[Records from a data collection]
--*--
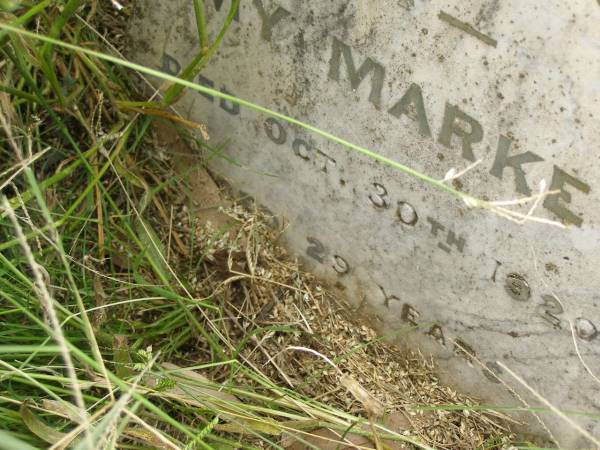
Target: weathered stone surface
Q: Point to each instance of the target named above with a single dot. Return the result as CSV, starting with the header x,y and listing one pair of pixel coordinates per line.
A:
x,y
435,85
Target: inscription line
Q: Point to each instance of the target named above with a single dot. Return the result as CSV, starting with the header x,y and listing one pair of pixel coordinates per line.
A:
x,y
469,29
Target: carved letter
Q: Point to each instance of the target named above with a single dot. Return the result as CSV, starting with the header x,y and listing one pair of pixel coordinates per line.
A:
x,y
269,20
413,96
559,179
516,161
356,76
450,127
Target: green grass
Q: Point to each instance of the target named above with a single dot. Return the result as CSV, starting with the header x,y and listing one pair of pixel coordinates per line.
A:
x,y
91,307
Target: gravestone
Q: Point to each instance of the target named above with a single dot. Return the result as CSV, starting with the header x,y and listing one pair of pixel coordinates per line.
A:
x,y
435,85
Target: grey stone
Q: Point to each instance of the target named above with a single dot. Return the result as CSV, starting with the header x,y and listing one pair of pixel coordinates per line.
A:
x,y
434,85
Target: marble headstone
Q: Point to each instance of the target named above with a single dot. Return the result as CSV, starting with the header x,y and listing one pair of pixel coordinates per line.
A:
x,y
435,85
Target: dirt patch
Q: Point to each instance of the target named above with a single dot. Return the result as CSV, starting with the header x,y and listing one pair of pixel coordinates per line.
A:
x,y
292,323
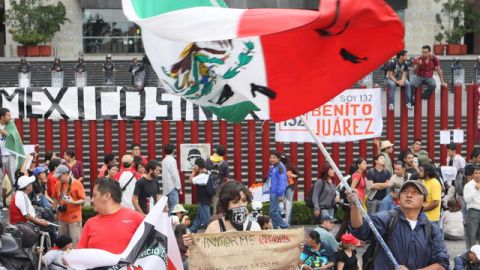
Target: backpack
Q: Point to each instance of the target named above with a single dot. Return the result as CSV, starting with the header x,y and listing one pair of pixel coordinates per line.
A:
x,y
309,198
214,181
369,256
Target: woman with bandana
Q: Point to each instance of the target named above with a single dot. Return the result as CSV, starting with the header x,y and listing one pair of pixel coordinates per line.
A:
x,y
233,198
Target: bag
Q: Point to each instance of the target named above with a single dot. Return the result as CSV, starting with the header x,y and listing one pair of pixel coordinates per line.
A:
x,y
309,198
214,181
30,234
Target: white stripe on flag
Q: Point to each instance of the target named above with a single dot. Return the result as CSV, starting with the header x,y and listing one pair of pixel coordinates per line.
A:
x,y
197,24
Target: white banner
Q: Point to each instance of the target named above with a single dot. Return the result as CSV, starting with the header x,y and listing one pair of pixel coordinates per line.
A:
x,y
353,115
102,103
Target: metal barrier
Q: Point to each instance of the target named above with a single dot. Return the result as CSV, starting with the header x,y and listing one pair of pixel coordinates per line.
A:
x,y
253,140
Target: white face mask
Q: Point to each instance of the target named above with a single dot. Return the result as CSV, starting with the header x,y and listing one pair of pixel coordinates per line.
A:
x,y
237,216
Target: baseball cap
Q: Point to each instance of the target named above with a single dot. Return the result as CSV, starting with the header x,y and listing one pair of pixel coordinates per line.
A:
x,y
63,240
61,170
476,250
38,170
349,239
327,218
24,181
419,185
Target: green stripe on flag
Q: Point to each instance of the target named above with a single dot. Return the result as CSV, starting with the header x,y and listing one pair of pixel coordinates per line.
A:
x,y
150,8
234,113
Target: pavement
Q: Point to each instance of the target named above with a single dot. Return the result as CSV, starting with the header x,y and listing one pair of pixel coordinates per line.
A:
x,y
454,247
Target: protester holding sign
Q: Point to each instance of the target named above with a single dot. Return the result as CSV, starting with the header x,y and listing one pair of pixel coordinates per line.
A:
x,y
233,198
324,193
292,175
199,177
277,182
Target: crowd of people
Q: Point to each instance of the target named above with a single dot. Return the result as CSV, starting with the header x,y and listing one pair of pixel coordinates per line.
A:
x,y
408,75
414,204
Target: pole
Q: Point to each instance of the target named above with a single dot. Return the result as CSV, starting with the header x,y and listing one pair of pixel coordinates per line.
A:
x,y
349,189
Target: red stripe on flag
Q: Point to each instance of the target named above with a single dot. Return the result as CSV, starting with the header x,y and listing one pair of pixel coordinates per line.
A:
x,y
171,266
322,62
265,20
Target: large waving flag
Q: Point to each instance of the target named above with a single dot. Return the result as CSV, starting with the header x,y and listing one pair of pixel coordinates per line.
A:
x,y
153,247
277,63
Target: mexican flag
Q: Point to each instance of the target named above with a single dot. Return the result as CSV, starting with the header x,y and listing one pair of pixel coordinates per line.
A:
x,y
274,63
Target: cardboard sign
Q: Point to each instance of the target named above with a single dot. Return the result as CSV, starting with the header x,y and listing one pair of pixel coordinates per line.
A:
x,y
355,114
190,152
261,250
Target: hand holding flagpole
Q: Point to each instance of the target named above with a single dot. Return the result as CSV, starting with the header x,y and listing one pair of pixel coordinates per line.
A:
x,y
349,190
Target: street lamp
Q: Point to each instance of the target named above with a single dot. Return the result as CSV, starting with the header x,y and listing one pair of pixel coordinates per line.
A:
x,y
458,73
477,71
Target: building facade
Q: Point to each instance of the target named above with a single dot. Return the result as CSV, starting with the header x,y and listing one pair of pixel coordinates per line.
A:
x,y
99,27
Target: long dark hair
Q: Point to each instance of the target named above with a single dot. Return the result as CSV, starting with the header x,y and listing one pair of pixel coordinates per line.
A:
x,y
288,164
230,191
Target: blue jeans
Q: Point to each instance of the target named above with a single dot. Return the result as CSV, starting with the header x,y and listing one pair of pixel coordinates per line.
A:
x,y
201,219
392,87
173,199
274,212
288,203
430,82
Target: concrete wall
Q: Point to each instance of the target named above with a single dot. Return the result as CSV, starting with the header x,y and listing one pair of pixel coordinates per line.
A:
x,y
66,42
420,25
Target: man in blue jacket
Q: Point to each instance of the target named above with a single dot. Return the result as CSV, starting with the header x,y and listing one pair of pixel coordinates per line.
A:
x,y
415,243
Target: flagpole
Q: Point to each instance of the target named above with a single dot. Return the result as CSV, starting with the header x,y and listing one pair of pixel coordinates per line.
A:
x,y
349,189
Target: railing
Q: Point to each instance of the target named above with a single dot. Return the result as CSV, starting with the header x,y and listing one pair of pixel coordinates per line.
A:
x,y
114,45
249,143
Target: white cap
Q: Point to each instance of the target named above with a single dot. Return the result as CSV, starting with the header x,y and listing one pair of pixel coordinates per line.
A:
x,y
476,250
24,181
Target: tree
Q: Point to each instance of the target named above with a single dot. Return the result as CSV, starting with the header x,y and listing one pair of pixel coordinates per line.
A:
x,y
33,21
462,18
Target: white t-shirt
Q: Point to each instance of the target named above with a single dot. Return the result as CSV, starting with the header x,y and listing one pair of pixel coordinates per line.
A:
x,y
24,204
452,223
127,194
2,143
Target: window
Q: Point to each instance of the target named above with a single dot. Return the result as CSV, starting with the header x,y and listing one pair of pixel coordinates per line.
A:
x,y
109,31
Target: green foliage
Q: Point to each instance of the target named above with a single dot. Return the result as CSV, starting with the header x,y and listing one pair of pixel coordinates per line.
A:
x,y
32,21
462,18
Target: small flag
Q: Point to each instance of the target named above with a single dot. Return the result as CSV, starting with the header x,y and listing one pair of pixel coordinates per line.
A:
x,y
13,143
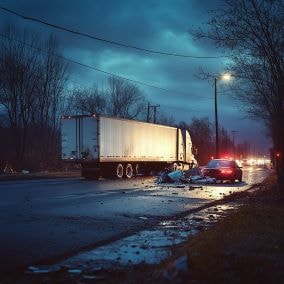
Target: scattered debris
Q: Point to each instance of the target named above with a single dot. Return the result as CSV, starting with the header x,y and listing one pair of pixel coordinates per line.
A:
x,y
192,176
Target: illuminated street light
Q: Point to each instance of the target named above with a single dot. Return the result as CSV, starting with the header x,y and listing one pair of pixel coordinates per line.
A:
x,y
225,77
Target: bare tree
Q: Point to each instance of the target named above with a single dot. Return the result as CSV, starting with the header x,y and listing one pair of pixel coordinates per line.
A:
x,y
125,99
47,106
32,81
19,69
253,31
87,101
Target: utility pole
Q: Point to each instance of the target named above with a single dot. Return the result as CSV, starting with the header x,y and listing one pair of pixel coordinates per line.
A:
x,y
216,120
148,112
155,111
234,132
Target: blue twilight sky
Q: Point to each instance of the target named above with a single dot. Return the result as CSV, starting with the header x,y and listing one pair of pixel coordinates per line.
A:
x,y
150,24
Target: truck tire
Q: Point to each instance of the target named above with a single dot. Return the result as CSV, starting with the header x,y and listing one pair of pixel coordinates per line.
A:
x,y
129,171
119,171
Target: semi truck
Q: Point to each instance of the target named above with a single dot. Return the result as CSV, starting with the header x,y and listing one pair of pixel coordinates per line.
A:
x,y
114,147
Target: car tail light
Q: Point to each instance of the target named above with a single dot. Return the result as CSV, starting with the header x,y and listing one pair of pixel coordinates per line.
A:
x,y
226,171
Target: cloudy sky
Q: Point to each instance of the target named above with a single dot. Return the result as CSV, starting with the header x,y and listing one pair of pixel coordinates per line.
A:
x,y
154,25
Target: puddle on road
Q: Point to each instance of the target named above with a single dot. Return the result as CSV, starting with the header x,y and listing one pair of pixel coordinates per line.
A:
x,y
148,246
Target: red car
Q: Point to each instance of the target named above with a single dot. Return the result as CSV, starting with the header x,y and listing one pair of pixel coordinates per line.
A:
x,y
223,169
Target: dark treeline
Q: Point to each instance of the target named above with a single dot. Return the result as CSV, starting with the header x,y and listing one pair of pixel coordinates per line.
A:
x,y
33,96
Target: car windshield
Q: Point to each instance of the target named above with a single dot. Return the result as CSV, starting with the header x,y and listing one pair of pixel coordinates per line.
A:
x,y
221,163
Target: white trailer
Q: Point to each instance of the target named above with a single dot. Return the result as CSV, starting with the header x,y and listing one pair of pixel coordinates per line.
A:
x,y
108,146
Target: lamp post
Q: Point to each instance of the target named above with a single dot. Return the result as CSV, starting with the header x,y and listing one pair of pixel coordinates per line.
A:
x,y
225,77
216,121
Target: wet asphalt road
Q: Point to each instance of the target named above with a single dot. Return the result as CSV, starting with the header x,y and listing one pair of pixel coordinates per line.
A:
x,y
48,220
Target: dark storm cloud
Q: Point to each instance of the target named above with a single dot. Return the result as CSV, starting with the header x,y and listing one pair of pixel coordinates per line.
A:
x,y
157,25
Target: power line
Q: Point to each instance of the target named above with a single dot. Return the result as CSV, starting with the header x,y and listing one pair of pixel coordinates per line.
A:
x,y
102,71
184,109
105,40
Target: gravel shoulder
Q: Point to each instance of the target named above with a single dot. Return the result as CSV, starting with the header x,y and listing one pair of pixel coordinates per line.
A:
x,y
245,247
--*--
In the answer, give only the lines from the top of the data above through the line with "Target: green grass", reproduced exactly; no picture may appear.

Target: weathered stone surface
Q: Point to each instance of the target named above with a single dot. Return the result as CSV, starting with the header x,y and listing one pair of pixel coordinates per line.
A:
x,y
435,85
Target: inscription line
Q: Point to each instance of the target named above with a single dot. Return the result as CSV, starting with the header x,y and listing one pair of pixel coordinates per line.
A:
x,y
469,29
Target: carved letter
Q: Point to each instance of the target named above with a single dot. Return the result as CSV, starting with the header x,y and listing one pair of pixel coordinates per line.
A:
x,y
269,20
413,96
559,179
516,161
356,76
450,127
Target: green grass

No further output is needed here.